• Your objective:
Starting at the line that contains "Where can the fountain" and running through the end of the records, give those lines again with each "Tag" changed to "Mark". Leave everything else unchanged.

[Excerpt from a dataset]
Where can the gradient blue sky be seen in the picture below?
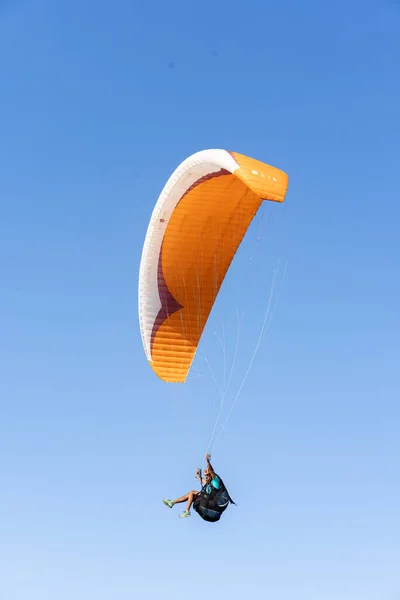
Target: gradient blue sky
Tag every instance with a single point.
(100, 102)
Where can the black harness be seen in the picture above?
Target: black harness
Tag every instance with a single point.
(211, 504)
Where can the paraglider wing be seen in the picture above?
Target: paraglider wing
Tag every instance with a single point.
(195, 230)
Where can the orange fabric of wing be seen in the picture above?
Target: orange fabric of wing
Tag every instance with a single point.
(200, 241)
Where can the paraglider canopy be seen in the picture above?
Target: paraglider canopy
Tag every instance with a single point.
(194, 232)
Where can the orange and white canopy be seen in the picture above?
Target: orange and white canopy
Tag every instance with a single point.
(194, 232)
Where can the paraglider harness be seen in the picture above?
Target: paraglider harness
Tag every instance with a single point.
(210, 506)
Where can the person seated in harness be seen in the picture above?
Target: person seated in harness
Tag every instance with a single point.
(212, 499)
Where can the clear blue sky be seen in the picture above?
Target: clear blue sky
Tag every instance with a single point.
(99, 103)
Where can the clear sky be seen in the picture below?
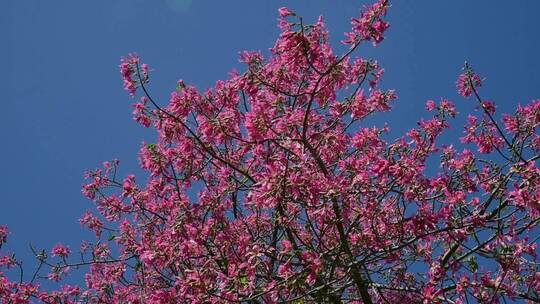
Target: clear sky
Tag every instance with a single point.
(64, 109)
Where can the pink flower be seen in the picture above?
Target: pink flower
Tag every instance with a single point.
(285, 12)
(61, 251)
(3, 235)
(467, 82)
(430, 105)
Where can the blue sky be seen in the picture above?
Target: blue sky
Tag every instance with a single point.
(64, 109)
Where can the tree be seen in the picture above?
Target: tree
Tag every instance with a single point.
(298, 202)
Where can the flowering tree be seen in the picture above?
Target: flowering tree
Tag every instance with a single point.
(298, 202)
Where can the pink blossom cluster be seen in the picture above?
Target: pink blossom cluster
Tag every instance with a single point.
(271, 187)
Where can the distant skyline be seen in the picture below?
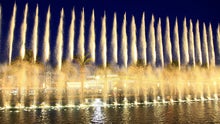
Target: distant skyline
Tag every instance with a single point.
(204, 11)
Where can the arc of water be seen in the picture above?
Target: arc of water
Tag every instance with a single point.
(159, 44)
(11, 34)
(59, 42)
(133, 48)
(103, 41)
(114, 40)
(124, 49)
(35, 36)
(142, 42)
(211, 47)
(205, 47)
(23, 33)
(46, 42)
(91, 47)
(151, 43)
(81, 40)
(191, 45)
(176, 49)
(185, 49)
(70, 52)
(168, 49)
(198, 54)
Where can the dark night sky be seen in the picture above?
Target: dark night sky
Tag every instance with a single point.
(206, 11)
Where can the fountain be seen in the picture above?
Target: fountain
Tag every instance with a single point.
(158, 70)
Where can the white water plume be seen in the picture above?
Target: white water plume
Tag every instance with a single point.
(133, 48)
(168, 49)
(114, 42)
(185, 49)
(142, 42)
(218, 43)
(151, 43)
(198, 53)
(91, 47)
(211, 47)
(23, 33)
(159, 45)
(176, 47)
(81, 40)
(191, 45)
(70, 51)
(124, 49)
(0, 29)
(46, 42)
(35, 36)
(11, 34)
(59, 42)
(103, 41)
(205, 54)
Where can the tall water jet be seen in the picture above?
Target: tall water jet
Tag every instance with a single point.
(114, 42)
(81, 40)
(211, 47)
(46, 42)
(159, 45)
(168, 49)
(205, 54)
(0, 29)
(176, 47)
(11, 34)
(133, 46)
(23, 33)
(70, 51)
(151, 44)
(218, 44)
(103, 41)
(198, 53)
(191, 45)
(91, 47)
(124, 47)
(142, 42)
(35, 36)
(59, 42)
(185, 49)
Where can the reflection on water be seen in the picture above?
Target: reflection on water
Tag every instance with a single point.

• Result:
Where can the fountain be seen in the picture above?
Target: fountain
Mark every instance with a single point.
(158, 70)
Where can the white water plume be seen in the picture above?
Target: white water plume
Mark every instance with a single point.
(133, 48)
(168, 49)
(114, 42)
(185, 49)
(142, 42)
(218, 43)
(151, 43)
(198, 53)
(91, 47)
(211, 47)
(23, 33)
(159, 45)
(176, 47)
(81, 40)
(191, 45)
(70, 51)
(124, 49)
(0, 29)
(46, 42)
(35, 36)
(11, 34)
(59, 42)
(103, 41)
(205, 54)
Where can the tall water jet be seen in the picture above?
Target: tall water jet
Mark every instance with a single point.
(114, 42)
(81, 40)
(211, 47)
(46, 42)
(159, 45)
(168, 49)
(205, 54)
(0, 29)
(176, 47)
(11, 34)
(133, 46)
(23, 33)
(70, 51)
(151, 44)
(218, 44)
(103, 41)
(198, 53)
(191, 45)
(91, 47)
(124, 47)
(142, 42)
(35, 36)
(59, 42)
(185, 49)
Where can the reflection on water be seen in the picture above?
Target: reflection on water
Mark every instance with a single point.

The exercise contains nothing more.